**Action item**
Answer these questions using the article on forest-mapping art:
1. In what year did Yandell Walton begin her research project?
2. Which new technique did the Fellowship allow her to learn?
3. Whom was the Fellowship established to honor?

**Source passage**
"""

The science of forest-mapping creates new art

Technology, environmental sciences and the arts came together when University of Melbourne alum and artist Yandell Walton began her research project in 2020, as the inaugural recipient of The Philip Hunter Fellowship.

Specifically designed to allow artists to explore ideas without the pressure of a specific artistic outcome, the Fellowship allowed Yandell the crucial time and space she needed to conduct in-depth research on the impact humans have had on the ecological shifts in Australian forests since the Industrial Revolution.

Yandell Walton
Yandell Walton, recipient of The Philip Hunter Fellowship

Matching the cross-disciplinary intention of the Fellowship to encourage collaboration, Yandell called on experts in environmental sciences and scientific technologies to provide a comprehensive framework demonstrating an engagement with the cultural geography and natural history of place.

Established through the generosity of donors to honour the late artist Dr Philip Hunter, the Fellowship has been instrumental in allowing Yandell to further her artistic practice by learning new techniques such as photogrammetry. While this can be a long and slow process, Yandell was able to work with a mentor to learn the technique and create work.

“With the pandemic impacting life and work, this was a trying time financially. Having these funds meant I was able to focus on in-studio development,” says Yandell.

"""

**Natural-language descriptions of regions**

"""

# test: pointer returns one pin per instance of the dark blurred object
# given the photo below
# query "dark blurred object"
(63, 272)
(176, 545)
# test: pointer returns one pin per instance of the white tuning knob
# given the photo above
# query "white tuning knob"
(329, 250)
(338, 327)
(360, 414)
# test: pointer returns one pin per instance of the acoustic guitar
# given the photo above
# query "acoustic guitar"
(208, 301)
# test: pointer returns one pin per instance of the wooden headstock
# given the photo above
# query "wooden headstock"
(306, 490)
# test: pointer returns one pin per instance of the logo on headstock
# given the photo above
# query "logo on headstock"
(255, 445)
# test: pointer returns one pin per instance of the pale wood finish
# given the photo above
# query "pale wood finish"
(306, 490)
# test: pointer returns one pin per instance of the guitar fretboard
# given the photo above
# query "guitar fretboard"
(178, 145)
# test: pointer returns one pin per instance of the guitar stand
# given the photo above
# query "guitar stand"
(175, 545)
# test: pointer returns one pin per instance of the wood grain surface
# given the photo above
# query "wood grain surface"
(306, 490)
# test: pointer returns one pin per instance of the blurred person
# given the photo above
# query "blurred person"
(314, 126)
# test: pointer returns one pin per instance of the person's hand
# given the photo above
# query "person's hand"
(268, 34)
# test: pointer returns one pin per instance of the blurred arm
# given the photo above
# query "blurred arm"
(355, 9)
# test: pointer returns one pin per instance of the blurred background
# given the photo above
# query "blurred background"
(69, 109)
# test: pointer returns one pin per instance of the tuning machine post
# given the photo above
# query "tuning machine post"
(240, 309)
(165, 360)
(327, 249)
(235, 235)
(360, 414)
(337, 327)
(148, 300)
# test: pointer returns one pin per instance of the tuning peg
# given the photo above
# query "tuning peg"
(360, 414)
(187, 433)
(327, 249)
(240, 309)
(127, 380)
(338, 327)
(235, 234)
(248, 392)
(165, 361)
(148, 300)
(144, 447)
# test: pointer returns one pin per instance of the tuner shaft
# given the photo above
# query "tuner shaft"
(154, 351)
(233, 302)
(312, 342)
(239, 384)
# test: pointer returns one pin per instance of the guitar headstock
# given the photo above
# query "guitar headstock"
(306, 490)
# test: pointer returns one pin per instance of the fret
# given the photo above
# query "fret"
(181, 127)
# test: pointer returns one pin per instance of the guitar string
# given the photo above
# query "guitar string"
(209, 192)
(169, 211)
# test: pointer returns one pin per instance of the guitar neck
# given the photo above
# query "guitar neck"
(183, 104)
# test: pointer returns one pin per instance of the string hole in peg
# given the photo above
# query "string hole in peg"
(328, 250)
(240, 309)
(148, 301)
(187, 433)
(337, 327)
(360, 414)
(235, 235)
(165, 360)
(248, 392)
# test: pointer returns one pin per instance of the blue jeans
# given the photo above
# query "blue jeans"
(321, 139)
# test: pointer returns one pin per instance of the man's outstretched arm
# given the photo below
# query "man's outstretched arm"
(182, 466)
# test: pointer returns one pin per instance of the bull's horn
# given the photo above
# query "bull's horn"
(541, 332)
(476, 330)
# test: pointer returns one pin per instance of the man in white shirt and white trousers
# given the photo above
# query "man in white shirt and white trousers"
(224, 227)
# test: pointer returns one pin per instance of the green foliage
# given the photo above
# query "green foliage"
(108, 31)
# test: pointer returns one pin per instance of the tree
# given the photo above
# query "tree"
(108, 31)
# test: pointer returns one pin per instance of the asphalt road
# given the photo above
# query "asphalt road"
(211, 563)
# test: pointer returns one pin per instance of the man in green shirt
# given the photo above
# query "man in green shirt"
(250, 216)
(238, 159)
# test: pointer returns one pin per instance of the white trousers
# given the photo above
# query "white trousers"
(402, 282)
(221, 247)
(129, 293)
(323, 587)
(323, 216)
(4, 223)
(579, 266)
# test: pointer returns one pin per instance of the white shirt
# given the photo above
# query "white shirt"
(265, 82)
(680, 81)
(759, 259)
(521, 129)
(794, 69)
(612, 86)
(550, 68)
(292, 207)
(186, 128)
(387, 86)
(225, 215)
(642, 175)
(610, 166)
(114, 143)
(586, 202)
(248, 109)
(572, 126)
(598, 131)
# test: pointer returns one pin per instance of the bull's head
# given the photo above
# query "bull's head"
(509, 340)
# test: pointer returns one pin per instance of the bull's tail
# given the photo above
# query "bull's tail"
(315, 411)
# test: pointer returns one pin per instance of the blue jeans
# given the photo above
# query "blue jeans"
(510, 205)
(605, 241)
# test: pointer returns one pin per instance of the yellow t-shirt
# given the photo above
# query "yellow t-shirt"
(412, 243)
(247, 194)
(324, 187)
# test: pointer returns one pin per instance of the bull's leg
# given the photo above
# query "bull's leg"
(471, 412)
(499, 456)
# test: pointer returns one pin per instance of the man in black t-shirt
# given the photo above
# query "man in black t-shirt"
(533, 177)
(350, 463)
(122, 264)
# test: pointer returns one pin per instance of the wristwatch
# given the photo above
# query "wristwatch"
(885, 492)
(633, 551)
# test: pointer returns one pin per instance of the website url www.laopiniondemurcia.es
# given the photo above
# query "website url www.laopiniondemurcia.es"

"""

**Answer to this problem**
1. 2020
2. Photogrammetry
3. The late artist Dr Philip Hunter